Exercise aim
Filter the records below, copying out every line that contains the string "black".
— BEGIN Material shown —
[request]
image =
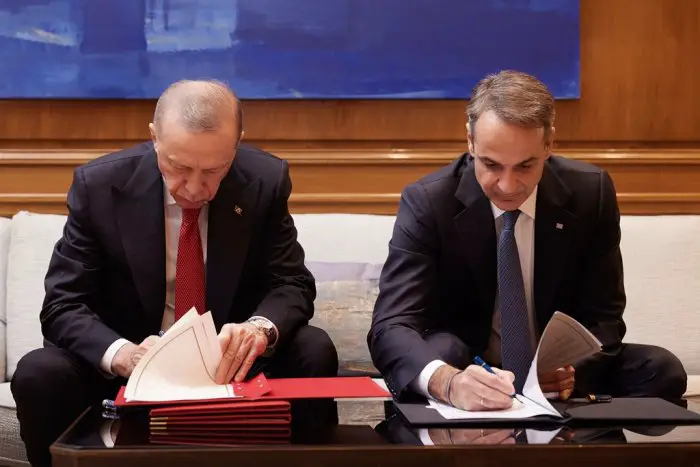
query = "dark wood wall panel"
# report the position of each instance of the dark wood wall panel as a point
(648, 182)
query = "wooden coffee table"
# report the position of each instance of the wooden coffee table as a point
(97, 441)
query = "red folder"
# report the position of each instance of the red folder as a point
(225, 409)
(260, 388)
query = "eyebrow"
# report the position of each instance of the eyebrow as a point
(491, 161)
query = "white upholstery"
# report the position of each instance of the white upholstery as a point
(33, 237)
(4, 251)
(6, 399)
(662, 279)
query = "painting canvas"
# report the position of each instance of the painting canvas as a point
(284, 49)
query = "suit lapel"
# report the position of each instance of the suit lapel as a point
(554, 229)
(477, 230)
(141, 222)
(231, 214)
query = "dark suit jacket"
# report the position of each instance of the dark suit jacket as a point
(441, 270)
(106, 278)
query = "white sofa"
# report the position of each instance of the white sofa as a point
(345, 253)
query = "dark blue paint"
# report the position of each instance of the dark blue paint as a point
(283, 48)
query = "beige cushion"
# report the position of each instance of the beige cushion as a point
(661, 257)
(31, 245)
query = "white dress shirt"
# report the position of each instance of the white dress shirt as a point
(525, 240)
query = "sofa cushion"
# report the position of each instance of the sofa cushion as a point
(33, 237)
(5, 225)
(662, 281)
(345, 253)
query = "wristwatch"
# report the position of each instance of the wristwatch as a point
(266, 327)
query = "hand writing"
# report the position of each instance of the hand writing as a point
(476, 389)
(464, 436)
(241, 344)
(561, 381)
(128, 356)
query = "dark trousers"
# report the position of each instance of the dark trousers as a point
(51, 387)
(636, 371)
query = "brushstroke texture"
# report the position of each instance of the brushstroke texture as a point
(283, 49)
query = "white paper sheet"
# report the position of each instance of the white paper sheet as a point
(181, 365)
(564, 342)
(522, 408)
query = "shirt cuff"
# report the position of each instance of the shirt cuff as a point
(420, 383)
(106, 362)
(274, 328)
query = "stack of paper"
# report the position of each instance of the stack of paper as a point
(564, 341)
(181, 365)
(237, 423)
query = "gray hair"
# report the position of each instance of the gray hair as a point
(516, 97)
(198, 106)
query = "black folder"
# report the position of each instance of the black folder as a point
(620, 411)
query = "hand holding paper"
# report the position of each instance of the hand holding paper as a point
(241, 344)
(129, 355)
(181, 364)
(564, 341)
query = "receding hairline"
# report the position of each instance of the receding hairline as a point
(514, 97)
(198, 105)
— END Material shown —
— BEGIN Material shown —
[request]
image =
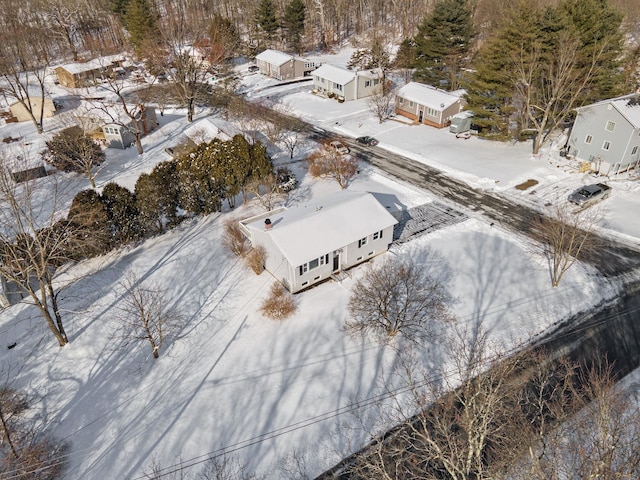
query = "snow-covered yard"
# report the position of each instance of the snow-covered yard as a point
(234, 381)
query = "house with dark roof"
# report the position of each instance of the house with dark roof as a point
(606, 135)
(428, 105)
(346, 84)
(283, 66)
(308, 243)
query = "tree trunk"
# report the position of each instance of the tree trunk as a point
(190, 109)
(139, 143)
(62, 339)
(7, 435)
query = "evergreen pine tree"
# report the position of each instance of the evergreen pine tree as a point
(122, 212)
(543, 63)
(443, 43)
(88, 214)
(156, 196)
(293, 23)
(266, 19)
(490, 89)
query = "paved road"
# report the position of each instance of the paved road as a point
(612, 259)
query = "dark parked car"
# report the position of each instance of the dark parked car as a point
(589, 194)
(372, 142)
— END Material shown —
Written response
query = "black folder"
# report the position of each instance of the black folder as a point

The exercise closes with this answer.